■ **Material for this exercise**:
-------------------------

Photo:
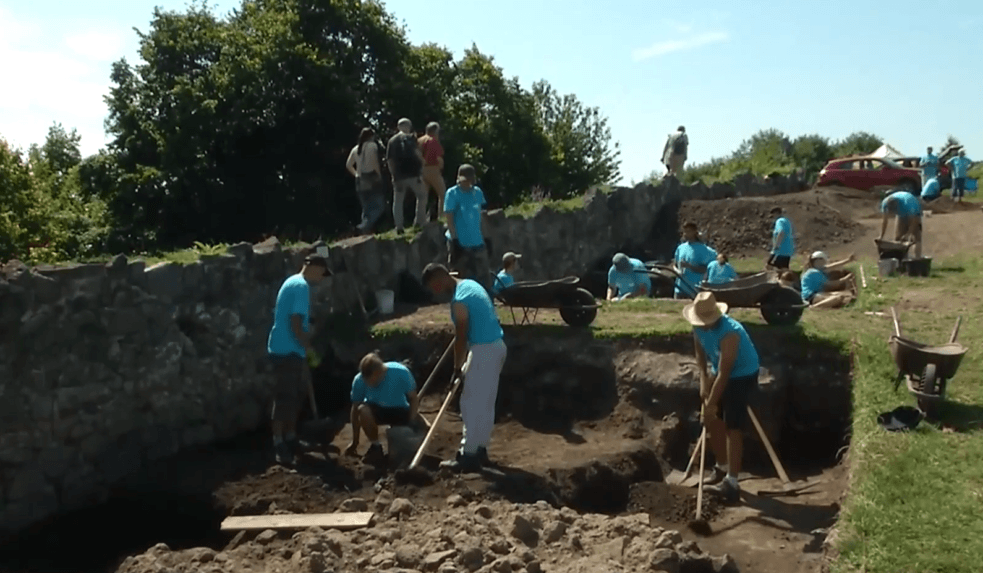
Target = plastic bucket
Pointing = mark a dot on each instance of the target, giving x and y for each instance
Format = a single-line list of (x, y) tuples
[(887, 267), (385, 299)]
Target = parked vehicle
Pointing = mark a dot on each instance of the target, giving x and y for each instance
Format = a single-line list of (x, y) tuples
[(865, 173)]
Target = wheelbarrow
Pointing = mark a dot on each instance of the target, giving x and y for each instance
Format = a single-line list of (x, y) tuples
[(928, 369), (779, 305), (577, 305)]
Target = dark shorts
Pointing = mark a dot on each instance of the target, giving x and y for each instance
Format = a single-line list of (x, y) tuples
[(734, 402), (389, 416), (288, 394), (779, 261)]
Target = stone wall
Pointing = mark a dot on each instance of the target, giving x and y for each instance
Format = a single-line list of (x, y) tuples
[(104, 367)]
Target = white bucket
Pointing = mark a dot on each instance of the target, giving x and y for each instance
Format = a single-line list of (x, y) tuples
[(385, 299), (887, 267)]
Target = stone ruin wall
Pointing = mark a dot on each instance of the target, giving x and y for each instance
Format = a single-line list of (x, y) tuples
[(105, 367)]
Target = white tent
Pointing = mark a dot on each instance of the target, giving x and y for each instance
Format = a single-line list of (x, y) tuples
[(888, 151)]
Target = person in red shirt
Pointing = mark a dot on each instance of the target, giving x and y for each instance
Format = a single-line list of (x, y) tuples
[(433, 164)]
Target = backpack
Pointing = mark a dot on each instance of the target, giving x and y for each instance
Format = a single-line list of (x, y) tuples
[(679, 145), (404, 154)]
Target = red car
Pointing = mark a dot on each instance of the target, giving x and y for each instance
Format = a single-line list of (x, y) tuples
[(865, 173)]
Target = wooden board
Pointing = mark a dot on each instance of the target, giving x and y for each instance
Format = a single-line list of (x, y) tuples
[(343, 521)]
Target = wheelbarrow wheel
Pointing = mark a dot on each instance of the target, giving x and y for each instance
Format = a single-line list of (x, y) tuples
[(930, 381), (782, 307), (579, 316)]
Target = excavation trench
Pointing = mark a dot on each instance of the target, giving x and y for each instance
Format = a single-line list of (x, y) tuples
[(591, 425)]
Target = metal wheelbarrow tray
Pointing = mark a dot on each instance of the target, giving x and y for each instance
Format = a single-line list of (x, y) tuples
[(577, 305)]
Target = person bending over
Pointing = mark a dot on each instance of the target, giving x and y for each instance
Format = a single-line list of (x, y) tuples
[(383, 393), (820, 292), (723, 342), (627, 278)]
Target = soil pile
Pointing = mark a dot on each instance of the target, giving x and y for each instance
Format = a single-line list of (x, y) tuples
[(743, 226), (472, 536)]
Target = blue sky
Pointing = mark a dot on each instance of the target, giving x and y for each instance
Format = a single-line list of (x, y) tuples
[(723, 70)]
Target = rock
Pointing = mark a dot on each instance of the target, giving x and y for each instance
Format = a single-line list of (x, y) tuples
[(665, 560), (354, 504), (524, 531), (433, 561), (401, 506), (266, 537)]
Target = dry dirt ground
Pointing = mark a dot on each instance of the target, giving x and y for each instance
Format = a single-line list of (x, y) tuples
[(489, 522)]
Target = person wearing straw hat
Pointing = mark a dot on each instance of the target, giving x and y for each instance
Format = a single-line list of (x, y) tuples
[(723, 342), (506, 277), (288, 345), (467, 249), (627, 278), (479, 355)]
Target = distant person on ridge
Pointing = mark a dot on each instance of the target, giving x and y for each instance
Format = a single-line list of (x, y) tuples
[(627, 278), (930, 166), (960, 168), (691, 260), (675, 152), (782, 242), (720, 271), (907, 210), (406, 166), (433, 165), (467, 249), (363, 163), (506, 277), (289, 348)]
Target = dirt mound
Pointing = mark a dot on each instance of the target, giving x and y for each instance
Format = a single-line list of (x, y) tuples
[(482, 537), (743, 226)]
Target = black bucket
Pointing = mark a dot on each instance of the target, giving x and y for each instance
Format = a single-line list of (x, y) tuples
[(917, 267)]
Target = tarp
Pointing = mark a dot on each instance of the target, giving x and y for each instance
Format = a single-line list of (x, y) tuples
[(888, 151)]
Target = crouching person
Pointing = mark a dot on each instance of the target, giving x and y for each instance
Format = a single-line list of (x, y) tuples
[(383, 394)]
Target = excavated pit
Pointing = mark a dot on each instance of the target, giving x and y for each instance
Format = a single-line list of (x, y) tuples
[(595, 426)]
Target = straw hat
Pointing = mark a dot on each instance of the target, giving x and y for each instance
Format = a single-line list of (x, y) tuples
[(704, 310)]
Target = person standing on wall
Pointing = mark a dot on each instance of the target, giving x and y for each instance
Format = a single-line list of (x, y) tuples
[(479, 355), (468, 251), (433, 165), (930, 166), (406, 165), (363, 163), (691, 260), (782, 242), (675, 152), (724, 344), (289, 349), (960, 168)]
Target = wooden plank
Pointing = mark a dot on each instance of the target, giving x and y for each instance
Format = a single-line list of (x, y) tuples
[(343, 521)]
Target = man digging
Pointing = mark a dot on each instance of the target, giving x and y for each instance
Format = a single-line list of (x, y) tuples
[(479, 355), (287, 346), (725, 344), (383, 393)]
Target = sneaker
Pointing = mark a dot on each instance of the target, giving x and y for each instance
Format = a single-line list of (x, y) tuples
[(284, 456), (463, 463), (717, 475), (730, 491)]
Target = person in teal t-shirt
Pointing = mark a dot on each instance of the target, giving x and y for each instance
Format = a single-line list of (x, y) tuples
[(720, 272), (907, 210), (960, 169), (479, 355), (383, 393), (627, 278), (506, 277), (691, 259), (930, 166), (723, 344), (289, 346)]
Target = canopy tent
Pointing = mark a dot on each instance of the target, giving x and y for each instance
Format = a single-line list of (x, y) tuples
[(888, 151)]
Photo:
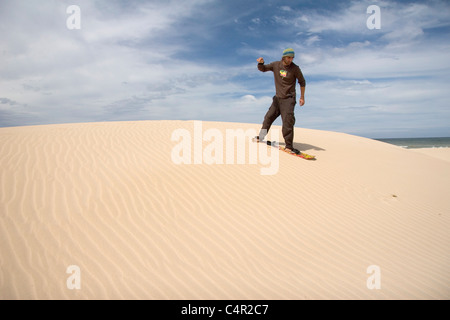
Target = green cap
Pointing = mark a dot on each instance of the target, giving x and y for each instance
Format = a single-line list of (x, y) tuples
[(289, 52)]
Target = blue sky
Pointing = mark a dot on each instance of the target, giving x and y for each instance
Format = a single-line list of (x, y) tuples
[(196, 60)]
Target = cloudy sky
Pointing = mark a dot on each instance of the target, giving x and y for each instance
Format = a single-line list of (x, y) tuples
[(196, 60)]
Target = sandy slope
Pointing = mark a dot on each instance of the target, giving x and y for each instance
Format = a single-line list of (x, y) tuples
[(108, 198)]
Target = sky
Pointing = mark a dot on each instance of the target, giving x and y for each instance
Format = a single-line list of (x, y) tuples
[(133, 60)]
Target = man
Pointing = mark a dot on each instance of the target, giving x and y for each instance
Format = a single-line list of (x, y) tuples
[(286, 73)]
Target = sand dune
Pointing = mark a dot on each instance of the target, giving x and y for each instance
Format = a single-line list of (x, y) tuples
[(109, 199)]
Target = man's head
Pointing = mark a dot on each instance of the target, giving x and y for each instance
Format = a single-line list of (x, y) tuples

-------------------------

Please give all of the material above as a Markdown table with the columns Number and Line, one row per nonblank line, numbered in order. Leave the pictures out.

■ **Complete response**:
| Number | Line |
|---|---|
| 1 | Photo: |
| 2 | Target = plastic bucket |
| 3 | Pointing = mark a dot on each instance of the target, giving x and y for each instance |
| 4 | Format = a single-line list of (x, y) tuples |
| 5 | [(887, 267), (385, 299)] |
| 6 | Target = parked vehicle |
| 7 | Pointing = mark a dot on each instance of the target, giving x and y for each instance |
| 8 | Format = a single-line list of (x, y) tuples |
| 9 | [(865, 173)] |
| 10 | Target = wheelbarrow |
| 11 | Pointing = mark a dot on each instance of the target, giving x and y for each instance |
| 12 | Format = a single-line list of (x, y) tuples |
| 13 | [(928, 369), (779, 305), (577, 305)] |
| 14 | Target = dark shorts |
| 15 | Pointing = mark a dot on each instance of the target, giving x and y for each instance |
| 16 | Format = a single-line list of (x, y) tuples |
| 17 | [(734, 402), (389, 416), (288, 394), (779, 261)] |
| 18 | Target = stone wall |
| 19 | Pointing = mark a dot on each instance of the target, giving x and y for each instance |
| 20 | Format = a single-line list of (x, y) tuples |
| 21 | [(104, 367)] |
| 22 | Target = white bucket |
| 23 | Pointing = mark a dot on each instance of the target, giving x and y for each instance |
| 24 | Format = a single-line list of (x, y) tuples |
| 25 | [(385, 299), (887, 267)] |
| 26 | Target = stone ruin wall |
| 27 | Pointing = mark a dot on each instance of the target, giving x and y for each instance |
| 28 | Format = a single-line list of (x, y) tuples |
| 29 | [(105, 367)] |
| 30 | Target = white tent |
| 31 | Pointing = mark a dot on each instance of the target, giving x and y for each instance |
| 32 | Format = a single-line list of (x, y) tuples |
| 33 | [(888, 151)] |
| 34 | Target = person in red shirt |
| 35 | Pointing = mark a dot on each instance of the target, giving x and y for each instance |
| 36 | Format = a single-line list of (x, y) tuples |
| 37 | [(433, 164)] |
| 38 | Target = backpack |
| 39 | Pointing = mark a dot on each instance of the target, giving x and y for each instance |
| 40 | Format = a single-line list of (x, y) tuples |
| 41 | [(679, 145), (404, 154)] |
| 42 | Target = red car |
| 43 | Pointing = mark a dot on each instance of the target, giving x and y for each instance |
| 44 | Format = a single-line list of (x, y) tuples |
| 45 | [(865, 173)] |
| 46 | Target = wooden board |
| 47 | Pointing = mark a dot on each instance of the target, giving x and y for each instance |
| 48 | Format = a single-line list of (x, y) tuples |
| 49 | [(343, 521)] |
| 50 | Target = wheelbarrow wheel |
| 51 | Pointing = mark a dot on each instance of the target, giving x and y for each instance |
| 52 | Format = a single-line list of (x, y) tuples |
| 53 | [(930, 381), (782, 307), (579, 316)] |
| 54 | Target = excavation trench |
| 55 | Pointing = mark a dot on each instance of the target, giving x and y for each instance |
| 56 | Format = a single-line list of (x, y) tuples |
| 57 | [(591, 425)] |
| 58 | Target = metal wheelbarrow tray |
| 59 | Pointing = mark a dot on each instance of the target, giving x and y for each instance |
| 60 | Format = a single-line list of (x, y) tuples |
| 61 | [(577, 305)] |
| 62 | Target = person bending over |
| 63 | Pointing = mark a dot on each instance of the target, giving x and y for each instance |
| 64 | Format = a single-line list of (x, y) tuples |
| 65 | [(383, 393), (820, 292), (723, 342), (627, 278)] |
| 66 | Target = soil pile |
| 67 | Pointing = mark a dot on each instance of the target, giving x and y for each instance |
| 68 | Format = a single-line list of (x, y) tuples |
| 69 | [(743, 226), (472, 536)] |
| 70 | Target = blue sky |
| 71 | Pointing = mark a dot on each instance of the target, giving x and y for each instance |
| 72 | Format = a single-line list of (x, y) tuples |
| 73 | [(723, 70)] |
| 74 | Target = rock |
| 75 | Pointing = mark a dot on each instance of the target, giving x and y for each instance |
| 76 | Format = a single-line list of (x, y) tuples |
| 77 | [(665, 560), (354, 504), (524, 531), (433, 561), (401, 506), (266, 537)] |
| 78 | Target = dry dirt ground |
| 79 | Pointing = mark a dot on each instance of the target, giving x and y for each instance |
| 80 | Format = a single-line list of (x, y) tuples |
| 81 | [(489, 522)] |
| 82 | Target = person wearing straw hat |
| 83 | Pointing = mark a dot on each instance of the target, giving x and y for each instance |
| 84 | Format = a single-line list of (x, y) tuples |
| 85 | [(723, 342), (506, 277), (288, 345), (467, 249), (627, 278), (479, 355)] |
| 86 | Target = distant person on ridge |
| 87 | Pointing = mark a dot on each instance of the target, giving x and y for each instance |
| 88 | Format = a single-line list of (x, y) tuples |
| 89 | [(627, 278), (930, 166), (960, 168), (691, 260), (675, 152), (782, 242), (720, 271), (907, 210), (406, 166), (433, 165), (467, 249), (363, 163), (506, 277), (289, 348)] |
| 90 | Target = dirt mound |
| 91 | Pointing = mark a dot on each instance of the target, giving x and y for each instance |
| 92 | Format = a single-line list of (x, y) tuples |
| 93 | [(482, 537), (743, 226)] |
| 94 | Target = black bucket |
| 95 | Pointing = mark a dot on each instance of the target, giving x and y for each instance |
| 96 | Format = a single-line list of (x, y) tuples |
| 97 | [(917, 267)] |
| 98 | Target = tarp |
| 99 | Pointing = mark a dot on each instance of the target, giving x and y for each instance |
| 100 | Format = a single-line list of (x, y) tuples |
| 101 | [(888, 151)] |
| 102 | Target = crouching person |
| 103 | Pointing = mark a dot on each instance of the target, giving x and y for each instance |
| 104 | Format = a single-line list of (x, y) tuples |
| 105 | [(383, 394)] |
| 106 | Target = excavated pit |
| 107 | Pointing = mark a dot on each instance of the target, giving x and y for each instance |
| 108 | Format = a single-line list of (x, y) tuples |
| 109 | [(595, 426)] |
| 110 | Target = straw hat |
| 111 | Pointing = mark a dot on each instance of the target, giving x and y for each instance |
| 112 | Format = a single-line list of (x, y) tuples |
| 113 | [(704, 310)] |
| 114 | Target = person standing on wall |
| 115 | Pointing = mark a dot on each instance of the target, giving x and y for each instance |
| 116 | Format = a single-line list of (x, y) tuples |
| 117 | [(479, 355), (468, 251), (433, 165), (930, 166), (406, 165), (363, 163), (691, 260), (782, 242), (675, 152), (724, 344), (289, 349), (960, 168)] |
| 118 | Target = wooden plank |
| 119 | Pointing = mark a dot on each instance of the target, giving x and y for each instance |
| 120 | Format = a single-line list of (x, y) tuples |
| 121 | [(343, 521)] |
| 122 | Target = man digging |
| 123 | Pointing = mark a dot on each instance of the target, giving x and y for each instance |
| 124 | Format = a single-line list of (x, y) tuples |
| 125 | [(479, 355), (287, 346), (725, 344), (383, 393)] |
| 126 | Target = sneaker |
| 127 | Pointing = mark a dot on each instance of the target, giving x and y for each instance |
| 128 | Format = a single-line list of (x, y) tuples |
| 129 | [(284, 456), (463, 463), (717, 475), (730, 491)] |
| 130 | Target = person in teal t-shirt |
| 131 | Pointing = mark a dot on each instance of the target, giving x and y for each instance |
| 132 | Format = a single-line list of (x, y) tuples |
| 133 | [(720, 272), (907, 210), (960, 169), (479, 355), (383, 393), (627, 278), (506, 277), (691, 259), (930, 166), (723, 344), (289, 346)] |
| 134 | Target = canopy tent |
| 135 | Pointing = mark a dot on each instance of the target, giving x and y for each instance |
| 136 | Format = a single-line list of (x, y) tuples |
| 137 | [(888, 151)] |
| 138 | Photo: |
| 139 | Target = green cap |
| 140 | Pointing = mark a dot on each instance of the target, giving x and y for each instance |
| 141 | Format = a single-line list of (x, y) tuples |
| 142 | [(289, 52)] |
| 143 | Target = blue sky |
| 144 | Pointing = mark a dot on each instance of the target, giving x and y for each instance |
| 145 | Format = a single-line list of (x, y) tuples |
| 146 | [(196, 60)] |
| 147 | Target = cloudy sky |
| 148 | Pointing = mark a dot on each instance of the target, giving x and y for each instance |
| 149 | Format = a single-line list of (x, y) tuples |
| 150 | [(196, 60)] |
| 151 | Target = sandy slope |
| 152 | Pointing = mark a dot on each instance of the target, giving x and y for each instance |
| 153 | Format = a single-line list of (x, y) tuples |
| 154 | [(108, 198)] |
| 155 | Target = sky |
| 156 | Pointing = mark a dot on each instance of the target, giving x and y for each instance |
| 157 | Format = a single-line list of (x, y) tuples |
| 158 | [(133, 60)] |
| 159 | Target = man |
| 160 | Pointing = mark a dot on each instance of the target, giving x and y for each instance |
| 161 | Format = a single-line list of (x, y) tuples |
| 162 | [(286, 73)] |
| 163 | Target = sand dune |
| 164 | Pointing = mark a dot on each instance of the target, giving x and y for each instance |
| 165 | Format = a single-line list of (x, y) tuples |
| 166 | [(109, 199)] |
| 167 | Target = man's head |
| 168 | Pointing = mark a dot on each instance of the target, giving x and y for each instance |
| 169 | Format = a single-line list of (x, y) tuples |